:: ОТРЫВОК ::

Причём до сих пор непонятны некоторые вопросы. Никто до сих пор не знает, кто его убил. Та самая история, когда несколько противоположных политических сил тянут одеяло на себя, что это, мол, они грохнули этого урода.
В. ДЫМАРСКИЙ: Партизаны, скорее всего?
Б. КОВАЛЁВ: Партизаны — стопроцентная логика здесь есть. Партизаны говорили, что уничтожили проклятого белорусского коллаборациониста. А вот что касается белорусских националистов, тоже были заявления о том, что, оказывается, в ходе борьбы за власть он сдавал немцам некоторых честных товарищей. О том, что сам он вёл себя крайне непорядочно, крайне безответственно, крайне подло. И поэтому товарищи по антисоветской, антикоммунистической, антиеврейской борьбе решили очистить свои ряды и тоже этого мерзавца отправить к праотцам. Вот так закончили жизнь этого человека, который ухитрился за свою жизнь побывать практически во всех мыслимых и немыслимых политических партиях как в Российской империи, в демократической России, в Польше, так и в реалиях нацистского оккупационного режима.
И мы когда разбираем это уникальное, страшное явление коллаборационизма, сотрудничества, мы иногда вынуждены признавать следующий факт, что далеко не всегда тот человек, который предлагает свои услуги противнику, может говорить, что он был обижен старой властью, что далеко не всегда он не мог реализовать себя как писатель, поэт, художник, политик при старой власти. К сожалению, можно привести немало примеров, когда по тем или иным причинам люди, прикормленные одной властью, вдруг максимально пытаются себя реализовать и в новых, диаметрально противоположных условиях.
В. ДЫМАРСКИЙ: Здесь просто возникает вопрос убеждений. Вернее, их отсутствия или присутствия. Я так понимаю, что или ты сотрудничаешь из соображений принципиальных, идейных. Ты идейный единомышленник с теми же национал-социалистами. Или ты приспособленец и адаптируешься: сегодня такая власть — буду с этой властью, завтра другая власть — я буду с той властью. В отношении Акинчица это что? Он стал убеждённым национал-социалистом в конце концов?
Б. КОВАЛЁВ: Я думаю, что по количеству тех партий, которые он последовательно менял, трудно поверить в то, что вначале он был одним, другим, третьим, четвёртым. Я могу насчитать где-то пять политических партий, где он последовательно состоял, начиная с 1910 года и заканчивая 1930-ми. Причём это были социалисты, революционеры одного плана, другого плана. Понятно, что, когда он был комиссаром, он себя позиционировал практически как большевик. И кто его знает, если бы не пристрастие к алкоголю, то сладостное чувство «остановись, мгновение, ты прекрасно», он стал комиссаром гигантской губернии, верховным носителем власти, под ним сотни тысяч людей, — кто знает, может быть он также успел бы вступить в большевистскую партию. Немалое количество левых эсеров таким образом повело себя во второй половине 1918 года.

:::

▶ **ОБЯЗАТЕЛЬНЫЕ ЗАДАНИЯ**
- 1) Ответьте по отрывку беседы о коллаборационизме:
(a) Кого, по словам партизан, они уничтожили?
(b) Сколько политических партий, в которых последовательно состоял этот человек, насчитывает Б. Ковалёв, и за какие годы?
(c) Какие два типа сотрудничества с противником различает В. Дымарский?
- 2) Подхвати, пожалуйста, отрывок беседы о коллаборационизме и продолжи его после последней фразы.

:: ВЫДЕРЖКА ИЗ ДАННЫХ ::

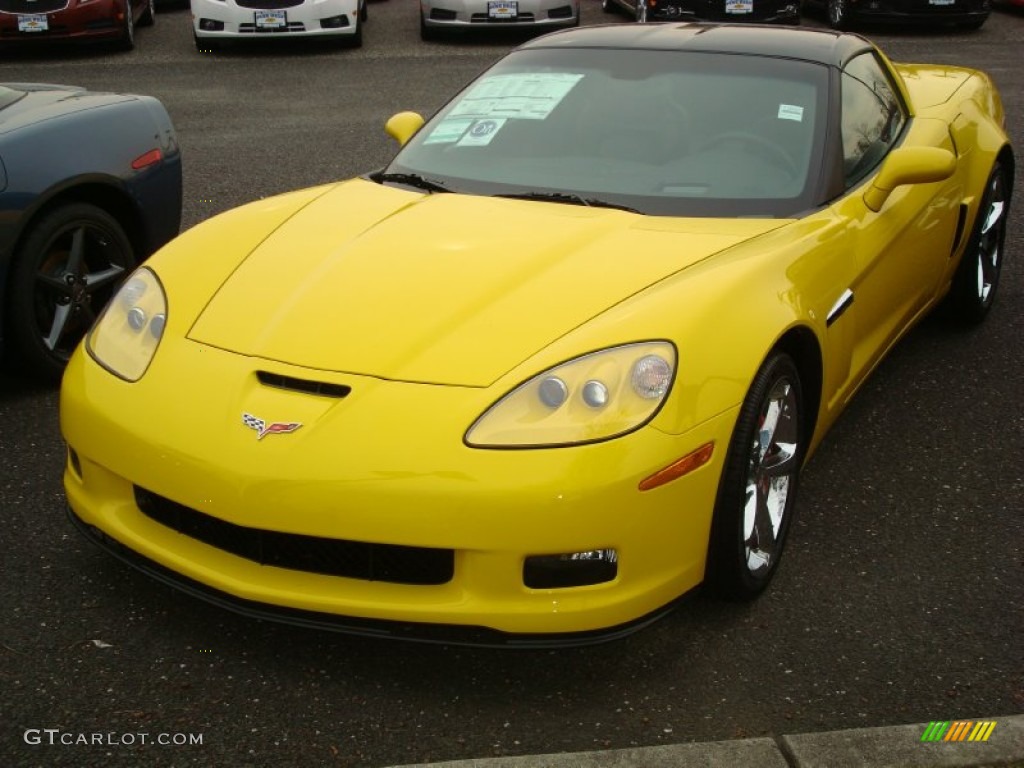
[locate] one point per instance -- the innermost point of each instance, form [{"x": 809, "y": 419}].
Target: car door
[{"x": 897, "y": 253}]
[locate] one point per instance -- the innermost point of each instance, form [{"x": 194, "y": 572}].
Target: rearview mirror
[
  {"x": 909, "y": 165},
  {"x": 402, "y": 126}
]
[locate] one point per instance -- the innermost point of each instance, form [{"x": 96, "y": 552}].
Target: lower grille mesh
[{"x": 379, "y": 562}]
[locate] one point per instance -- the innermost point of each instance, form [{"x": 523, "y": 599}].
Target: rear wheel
[
  {"x": 65, "y": 271},
  {"x": 127, "y": 41},
  {"x": 758, "y": 488},
  {"x": 978, "y": 274},
  {"x": 150, "y": 14}
]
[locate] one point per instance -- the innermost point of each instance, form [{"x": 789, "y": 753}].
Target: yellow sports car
[{"x": 558, "y": 363}]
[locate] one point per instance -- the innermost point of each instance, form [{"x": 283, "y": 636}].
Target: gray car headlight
[{"x": 597, "y": 396}]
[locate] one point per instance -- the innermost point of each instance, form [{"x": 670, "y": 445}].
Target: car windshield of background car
[{"x": 664, "y": 132}]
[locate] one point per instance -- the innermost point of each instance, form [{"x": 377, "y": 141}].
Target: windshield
[
  {"x": 663, "y": 132},
  {"x": 9, "y": 96}
]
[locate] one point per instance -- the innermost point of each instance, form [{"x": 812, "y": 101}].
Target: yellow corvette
[{"x": 557, "y": 364}]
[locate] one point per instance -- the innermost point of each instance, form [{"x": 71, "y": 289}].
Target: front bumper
[
  {"x": 475, "y": 14},
  {"x": 77, "y": 24},
  {"x": 247, "y": 18},
  {"x": 385, "y": 466},
  {"x": 758, "y": 11},
  {"x": 921, "y": 12}
]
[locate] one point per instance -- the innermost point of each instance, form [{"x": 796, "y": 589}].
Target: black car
[
  {"x": 842, "y": 14},
  {"x": 90, "y": 184},
  {"x": 760, "y": 11}
]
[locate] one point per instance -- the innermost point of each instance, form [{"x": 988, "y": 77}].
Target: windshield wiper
[
  {"x": 570, "y": 198},
  {"x": 410, "y": 179}
]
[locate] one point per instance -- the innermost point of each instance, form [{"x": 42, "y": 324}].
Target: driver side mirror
[
  {"x": 909, "y": 165},
  {"x": 403, "y": 126}
]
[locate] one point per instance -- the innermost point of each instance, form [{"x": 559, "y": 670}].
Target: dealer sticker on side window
[
  {"x": 791, "y": 112},
  {"x": 33, "y": 23}
]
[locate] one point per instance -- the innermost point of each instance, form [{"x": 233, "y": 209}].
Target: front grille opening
[
  {"x": 302, "y": 385},
  {"x": 376, "y": 562},
  {"x": 570, "y": 569}
]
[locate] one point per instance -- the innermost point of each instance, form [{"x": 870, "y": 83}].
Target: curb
[{"x": 893, "y": 747}]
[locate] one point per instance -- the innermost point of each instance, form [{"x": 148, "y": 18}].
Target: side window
[{"x": 872, "y": 117}]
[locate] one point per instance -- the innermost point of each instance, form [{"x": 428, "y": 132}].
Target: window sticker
[
  {"x": 481, "y": 133},
  {"x": 448, "y": 131},
  {"x": 525, "y": 96},
  {"x": 791, "y": 112}
]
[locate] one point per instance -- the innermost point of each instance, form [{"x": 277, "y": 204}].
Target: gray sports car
[{"x": 90, "y": 184}]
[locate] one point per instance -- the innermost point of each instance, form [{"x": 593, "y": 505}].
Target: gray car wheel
[{"x": 68, "y": 266}]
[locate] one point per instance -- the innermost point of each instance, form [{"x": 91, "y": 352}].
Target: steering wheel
[{"x": 772, "y": 152}]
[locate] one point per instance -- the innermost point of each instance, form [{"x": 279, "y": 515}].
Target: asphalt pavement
[{"x": 946, "y": 744}]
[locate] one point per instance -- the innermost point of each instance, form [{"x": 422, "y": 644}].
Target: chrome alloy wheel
[
  {"x": 990, "y": 238},
  {"x": 773, "y": 465}
]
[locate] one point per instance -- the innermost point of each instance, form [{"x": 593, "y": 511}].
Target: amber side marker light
[
  {"x": 144, "y": 161},
  {"x": 679, "y": 468}
]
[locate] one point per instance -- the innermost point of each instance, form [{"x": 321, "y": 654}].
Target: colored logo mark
[
  {"x": 263, "y": 429},
  {"x": 958, "y": 730}
]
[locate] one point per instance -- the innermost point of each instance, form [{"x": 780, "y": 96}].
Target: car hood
[
  {"x": 30, "y": 103},
  {"x": 442, "y": 289}
]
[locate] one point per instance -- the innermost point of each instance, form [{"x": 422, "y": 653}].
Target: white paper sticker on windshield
[
  {"x": 448, "y": 131},
  {"x": 525, "y": 96},
  {"x": 791, "y": 112},
  {"x": 481, "y": 133}
]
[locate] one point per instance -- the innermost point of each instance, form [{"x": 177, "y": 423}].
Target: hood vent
[{"x": 323, "y": 388}]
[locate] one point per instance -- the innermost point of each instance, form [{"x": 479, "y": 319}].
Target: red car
[{"x": 25, "y": 20}]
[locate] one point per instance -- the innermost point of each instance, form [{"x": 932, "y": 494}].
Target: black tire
[
  {"x": 148, "y": 16},
  {"x": 67, "y": 267},
  {"x": 127, "y": 41},
  {"x": 974, "y": 24},
  {"x": 427, "y": 34},
  {"x": 977, "y": 275},
  {"x": 838, "y": 13},
  {"x": 761, "y": 471},
  {"x": 205, "y": 44},
  {"x": 355, "y": 39}
]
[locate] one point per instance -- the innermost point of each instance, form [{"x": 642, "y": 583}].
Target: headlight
[
  {"x": 595, "y": 397},
  {"x": 126, "y": 336}
]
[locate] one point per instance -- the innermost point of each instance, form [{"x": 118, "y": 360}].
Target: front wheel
[
  {"x": 758, "y": 488},
  {"x": 978, "y": 274},
  {"x": 67, "y": 268}
]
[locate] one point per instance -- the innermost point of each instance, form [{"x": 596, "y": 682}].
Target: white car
[
  {"x": 436, "y": 15},
  {"x": 216, "y": 20}
]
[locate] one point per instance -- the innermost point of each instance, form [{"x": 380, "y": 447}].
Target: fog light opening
[{"x": 570, "y": 568}]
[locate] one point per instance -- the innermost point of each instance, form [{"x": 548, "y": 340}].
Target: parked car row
[
  {"x": 90, "y": 184},
  {"x": 215, "y": 22}
]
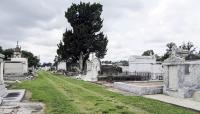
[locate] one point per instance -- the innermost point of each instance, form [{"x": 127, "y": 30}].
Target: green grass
[{"x": 63, "y": 95}]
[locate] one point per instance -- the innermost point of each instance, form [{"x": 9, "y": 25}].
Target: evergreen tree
[{"x": 86, "y": 35}]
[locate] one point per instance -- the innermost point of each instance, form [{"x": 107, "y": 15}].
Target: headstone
[{"x": 17, "y": 67}]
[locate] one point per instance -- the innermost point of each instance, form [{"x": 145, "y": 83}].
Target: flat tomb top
[{"x": 145, "y": 84}]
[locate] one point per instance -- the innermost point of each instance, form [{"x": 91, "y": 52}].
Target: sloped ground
[{"x": 63, "y": 95}]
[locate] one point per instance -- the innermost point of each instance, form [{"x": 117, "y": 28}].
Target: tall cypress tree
[{"x": 86, "y": 35}]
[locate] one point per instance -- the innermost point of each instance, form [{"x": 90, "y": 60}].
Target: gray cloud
[{"x": 132, "y": 26}]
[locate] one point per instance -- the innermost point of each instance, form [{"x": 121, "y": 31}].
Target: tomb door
[{"x": 173, "y": 78}]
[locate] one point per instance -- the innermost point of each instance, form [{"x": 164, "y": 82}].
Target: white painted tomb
[
  {"x": 181, "y": 78},
  {"x": 61, "y": 66},
  {"x": 140, "y": 87},
  {"x": 146, "y": 64},
  {"x": 17, "y": 67},
  {"x": 93, "y": 69}
]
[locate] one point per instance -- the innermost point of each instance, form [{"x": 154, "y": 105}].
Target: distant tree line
[
  {"x": 189, "y": 46},
  {"x": 32, "y": 60}
]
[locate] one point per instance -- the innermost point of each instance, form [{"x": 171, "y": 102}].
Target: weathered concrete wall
[
  {"x": 138, "y": 90},
  {"x": 61, "y": 66},
  {"x": 188, "y": 79},
  {"x": 3, "y": 90},
  {"x": 24, "y": 63},
  {"x": 145, "y": 64}
]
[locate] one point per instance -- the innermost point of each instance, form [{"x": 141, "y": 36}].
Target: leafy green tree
[
  {"x": 1, "y": 50},
  {"x": 189, "y": 46},
  {"x": 32, "y": 60},
  {"x": 168, "y": 51},
  {"x": 86, "y": 35},
  {"x": 148, "y": 53}
]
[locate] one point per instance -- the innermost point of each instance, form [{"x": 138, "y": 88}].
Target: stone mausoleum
[
  {"x": 93, "y": 69},
  {"x": 17, "y": 67},
  {"x": 145, "y": 64},
  {"x": 181, "y": 77}
]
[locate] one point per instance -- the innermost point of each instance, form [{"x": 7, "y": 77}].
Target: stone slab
[
  {"x": 14, "y": 95},
  {"x": 183, "y": 102},
  {"x": 140, "y": 88},
  {"x": 22, "y": 108}
]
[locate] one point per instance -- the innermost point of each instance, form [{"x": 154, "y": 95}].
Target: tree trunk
[{"x": 81, "y": 62}]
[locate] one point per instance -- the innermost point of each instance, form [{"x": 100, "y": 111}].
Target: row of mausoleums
[
  {"x": 181, "y": 78},
  {"x": 17, "y": 67}
]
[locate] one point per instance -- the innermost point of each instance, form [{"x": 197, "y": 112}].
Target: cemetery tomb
[
  {"x": 93, "y": 69},
  {"x": 17, "y": 67},
  {"x": 140, "y": 87},
  {"x": 61, "y": 65},
  {"x": 146, "y": 64},
  {"x": 181, "y": 77},
  {"x": 3, "y": 90}
]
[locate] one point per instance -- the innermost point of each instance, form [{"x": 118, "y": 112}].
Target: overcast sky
[{"x": 132, "y": 26}]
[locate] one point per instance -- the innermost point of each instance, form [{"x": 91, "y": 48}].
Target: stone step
[{"x": 196, "y": 96}]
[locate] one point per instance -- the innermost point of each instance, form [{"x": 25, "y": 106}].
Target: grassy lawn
[{"x": 63, "y": 95}]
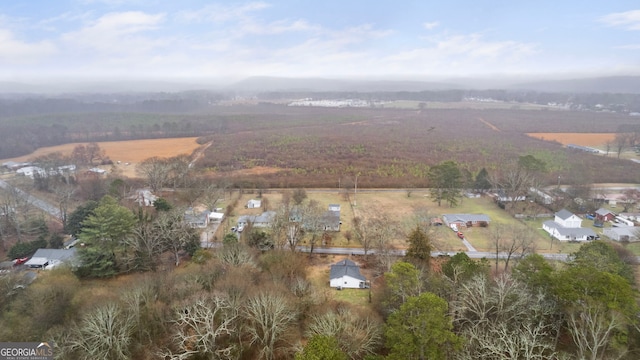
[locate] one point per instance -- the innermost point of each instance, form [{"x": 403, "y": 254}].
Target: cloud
[
  {"x": 116, "y": 32},
  {"x": 431, "y": 25},
  {"x": 460, "y": 54},
  {"x": 628, "y": 47},
  {"x": 15, "y": 51},
  {"x": 220, "y": 13},
  {"x": 629, "y": 20}
]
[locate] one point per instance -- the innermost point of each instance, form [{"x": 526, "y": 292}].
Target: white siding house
[
  {"x": 567, "y": 219},
  {"x": 346, "y": 274}
]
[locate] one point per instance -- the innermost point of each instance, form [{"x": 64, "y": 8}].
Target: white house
[
  {"x": 563, "y": 233},
  {"x": 567, "y": 226},
  {"x": 346, "y": 274},
  {"x": 144, "y": 197},
  {"x": 50, "y": 258},
  {"x": 262, "y": 220},
  {"x": 216, "y": 216},
  {"x": 567, "y": 219}
]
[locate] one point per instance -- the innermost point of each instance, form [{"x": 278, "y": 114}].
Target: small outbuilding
[
  {"x": 603, "y": 214},
  {"x": 466, "y": 220},
  {"x": 50, "y": 258},
  {"x": 346, "y": 274}
]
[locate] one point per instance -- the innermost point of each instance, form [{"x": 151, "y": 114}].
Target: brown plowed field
[
  {"x": 131, "y": 151},
  {"x": 576, "y": 138}
]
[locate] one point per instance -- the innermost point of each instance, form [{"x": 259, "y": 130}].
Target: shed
[
  {"x": 346, "y": 274},
  {"x": 466, "y": 220},
  {"x": 45, "y": 257},
  {"x": 603, "y": 214},
  {"x": 564, "y": 233},
  {"x": 567, "y": 219}
]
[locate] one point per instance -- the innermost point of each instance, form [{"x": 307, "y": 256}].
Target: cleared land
[
  {"x": 598, "y": 139},
  {"x": 127, "y": 151}
]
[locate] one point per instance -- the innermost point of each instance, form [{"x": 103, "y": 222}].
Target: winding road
[{"x": 41, "y": 204}]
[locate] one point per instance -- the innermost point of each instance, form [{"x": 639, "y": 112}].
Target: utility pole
[{"x": 355, "y": 192}]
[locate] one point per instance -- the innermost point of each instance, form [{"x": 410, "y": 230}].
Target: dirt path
[{"x": 490, "y": 125}]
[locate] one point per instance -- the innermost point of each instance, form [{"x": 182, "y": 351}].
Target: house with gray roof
[
  {"x": 466, "y": 220},
  {"x": 567, "y": 219},
  {"x": 567, "y": 226},
  {"x": 50, "y": 258},
  {"x": 262, "y": 220},
  {"x": 346, "y": 274}
]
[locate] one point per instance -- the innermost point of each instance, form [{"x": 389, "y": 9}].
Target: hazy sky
[{"x": 373, "y": 38}]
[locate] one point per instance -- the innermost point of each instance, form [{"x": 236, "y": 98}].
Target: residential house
[
  {"x": 216, "y": 216},
  {"x": 567, "y": 226},
  {"x": 262, "y": 220},
  {"x": 51, "y": 258},
  {"x": 346, "y": 274},
  {"x": 466, "y": 220},
  {"x": 603, "y": 215},
  {"x": 567, "y": 219},
  {"x": 501, "y": 196},
  {"x": 329, "y": 220},
  {"x": 622, "y": 233},
  {"x": 541, "y": 196},
  {"x": 144, "y": 197},
  {"x": 31, "y": 172},
  {"x": 96, "y": 171},
  {"x": 195, "y": 219}
]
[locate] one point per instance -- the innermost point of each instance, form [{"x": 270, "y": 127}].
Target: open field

:::

▶ **ОТВЕТЫ К ЗАДАНИЯМ**
- 1)
(a) Проклятого белорусского коллаборациониста.
(b) Примерно пять партий, с 1910 года по 1930-е.
(c) Сотрудничество из принципиальных, идейных соображений, когда человек идейный единомышленник национал-социалистов, и приспособленчество, когда человек подстраивается под любую власть.

- 2)
В. ДЫМАРСКИЙ: Я не хочу выступать адвокатом дьявола, не хочу никого защищать. Но мы здесь, чтобы разобраться в психологии этого человека. Тем не менее вы говорите сами, что он неожиданно меняет свою высокую должность на отъезд в Польшу. Что-то же его тянуло туда?
Б. КОВАЛЁВ: Его тянуло туда то, что после того как он в 1918 году взлетел высоко, дальше 1919−1920−1921-й — период глубочайшего падения. Его отодвигает дальше и дальше от власти. И в 1923 году он даже какое-то время работает учителем. Естественно, человека с таким самомнением, который смог побывать так высоко, это явно не устраивает. Естественно, пользуясь некими формальными признаками, что родился он на территории Западной Белоруссии, которая тогда была территорией Польши, он уезжает туда, где реально (давайте называть вещи своими именами) он никогда не был и никогда не жил. Он не мог впитать в себя все эти особенности белорусской культуры, языка по одной простой причине: он просто там родился. Реальное училище, а потом гимназию он оканчивает в Новгороде. Учился он в Петербурге и Казани.
В. ДЫМАРСКИЙ: А белорусский язык он знал?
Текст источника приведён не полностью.